▶ What the task requires:
Rewrite the data from the line with "pin: scaffolding on" up to and including the final line, keeping the requests as they are. Multiply each coordinate in the answers by 0.3 and round it to a whole number, with halves rounded up, but do not alter the request lines or their sample values.
── The data
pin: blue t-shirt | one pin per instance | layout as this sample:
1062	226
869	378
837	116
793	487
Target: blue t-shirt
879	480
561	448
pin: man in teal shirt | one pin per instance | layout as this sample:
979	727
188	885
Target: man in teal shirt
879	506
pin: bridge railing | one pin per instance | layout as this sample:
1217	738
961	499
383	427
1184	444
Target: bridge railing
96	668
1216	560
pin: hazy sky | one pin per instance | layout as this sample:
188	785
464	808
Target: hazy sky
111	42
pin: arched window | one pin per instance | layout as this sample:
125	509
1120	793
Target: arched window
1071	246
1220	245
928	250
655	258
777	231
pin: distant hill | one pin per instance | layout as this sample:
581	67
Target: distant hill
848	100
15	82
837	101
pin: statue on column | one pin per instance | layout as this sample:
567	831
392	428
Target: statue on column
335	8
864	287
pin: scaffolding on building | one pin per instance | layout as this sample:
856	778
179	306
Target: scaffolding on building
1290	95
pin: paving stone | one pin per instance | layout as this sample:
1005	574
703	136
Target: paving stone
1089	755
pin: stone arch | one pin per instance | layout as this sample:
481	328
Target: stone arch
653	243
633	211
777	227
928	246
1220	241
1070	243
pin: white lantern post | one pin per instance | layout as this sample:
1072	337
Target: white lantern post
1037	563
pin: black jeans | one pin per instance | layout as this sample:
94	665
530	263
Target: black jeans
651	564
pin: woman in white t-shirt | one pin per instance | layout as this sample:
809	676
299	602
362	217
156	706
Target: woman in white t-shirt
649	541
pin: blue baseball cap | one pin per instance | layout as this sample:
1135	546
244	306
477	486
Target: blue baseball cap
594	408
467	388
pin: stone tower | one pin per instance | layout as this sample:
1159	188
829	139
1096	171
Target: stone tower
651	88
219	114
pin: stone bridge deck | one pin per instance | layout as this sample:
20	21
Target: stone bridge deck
────
▶ Written solution:
pin: scaffolding on building | one pin per instance | layout as this sample:
856	778
179	306
Target: scaffolding on building
387	29
pin: paving stone | one pin per instance | layout as this sample:
1005	574
703	136
Target: paving stone
327	227
pin: stone arch | one pin per instance | layout as this sample:
481	328
Target: stone arch
196	73
190	63
233	68
278	74
366	72
321	73
pin: white lantern post | one pin per instance | layout as this sample:
1072	337
Target: white lantern post
311	169
pin: black jeans | one pin per instance | layout as this sample:
94	665
530	263
Target: black jeans
195	169
pin: woman in white t-shirt | one pin per instance | layout as this sample:
809	676
299	602
362	217
156	706
Target: woman in white t-shirt
195	162
pin: blue baseball cap | one pin per instance | layout as this sample:
1135	546
244	306
477	486
Target: blue baseball cap
178	122
140	116
pin: stone tower | one pin per instance | layout as this sample:
1159	188
829	139
1096	171
Target: stone tower
195	26
66	34
pin: stone bridge deck | one pin per instance | layout as this sample:
20	21
Target: stone bridge deck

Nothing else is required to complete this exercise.